Your objective
The entries underneath need to be duplicated exactly, with none omitted.

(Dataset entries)
============

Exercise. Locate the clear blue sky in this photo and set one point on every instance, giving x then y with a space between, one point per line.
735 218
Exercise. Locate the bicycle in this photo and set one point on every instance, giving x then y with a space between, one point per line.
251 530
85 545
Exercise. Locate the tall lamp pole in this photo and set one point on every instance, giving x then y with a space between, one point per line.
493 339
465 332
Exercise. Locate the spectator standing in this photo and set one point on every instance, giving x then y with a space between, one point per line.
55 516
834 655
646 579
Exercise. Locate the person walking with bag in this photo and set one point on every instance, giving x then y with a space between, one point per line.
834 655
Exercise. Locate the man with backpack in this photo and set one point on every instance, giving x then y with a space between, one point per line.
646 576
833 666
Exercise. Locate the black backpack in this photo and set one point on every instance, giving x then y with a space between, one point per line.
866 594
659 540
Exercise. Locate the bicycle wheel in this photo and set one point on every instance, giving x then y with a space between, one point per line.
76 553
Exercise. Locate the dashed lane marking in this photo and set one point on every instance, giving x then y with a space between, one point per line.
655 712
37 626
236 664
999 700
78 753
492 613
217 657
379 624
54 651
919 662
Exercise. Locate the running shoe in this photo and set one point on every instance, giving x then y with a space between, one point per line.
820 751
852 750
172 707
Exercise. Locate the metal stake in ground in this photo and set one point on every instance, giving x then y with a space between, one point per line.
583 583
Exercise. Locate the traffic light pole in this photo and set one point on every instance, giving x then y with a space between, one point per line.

============

Result of the task
Exercise. Locate the clear blue sky in this photo and set one point on every instance, giving x then y with a space between, one point per line.
735 218
Exercise. Locate the bicycle in this photo and set one point on every instance, giving x then y with a space between, one point per line.
251 530
85 545
Exercise. Locate the tall lamp pole in this photo and set one point on every instance, giving x then y with a space between, one point per line.
493 339
465 332
Exercise. Locate the spectator standing in this photo and set one point on every instance, giving x then y with a space between, one point per line.
55 516
834 655
646 579
Exercise. Locate the person walking with bag in this photo and set one point on every instance, giving x then y with a space between, one point per line.
834 655
Exercise. Locate the man with backpack in this photo and set one point on every instance, giving x then y with a space between, one point per line.
646 576
833 666
Exercise. Locate the black backpack in this photo and set one point on every instance, giving x then y with a space between, one point per line.
866 594
659 540
Exercise. Locate the bicycle wheel in this photo and set one point on every instance, giving x then y with a space between, one point per line.
76 553
Exercise. Locate the dashed lane marking in this photo and set one point on every instance, giving x then y with a space between, one point per line.
655 712
37 626
236 664
999 700
78 753
492 613
217 657
379 624
54 651
919 662
Exercise. Locate the running shoe in this photo and set one point on every instance, giving x then y with a space between, one point per line.
820 751
852 750
172 707
Exercise. Locate the metal stake in ground in this photo and set one point on every instance, giving x then y with a space between, one point per line.
583 583
Exercise. Locate the traffic light pole in this photo and set one point on every instance, giving x then y with a space between, one point per line.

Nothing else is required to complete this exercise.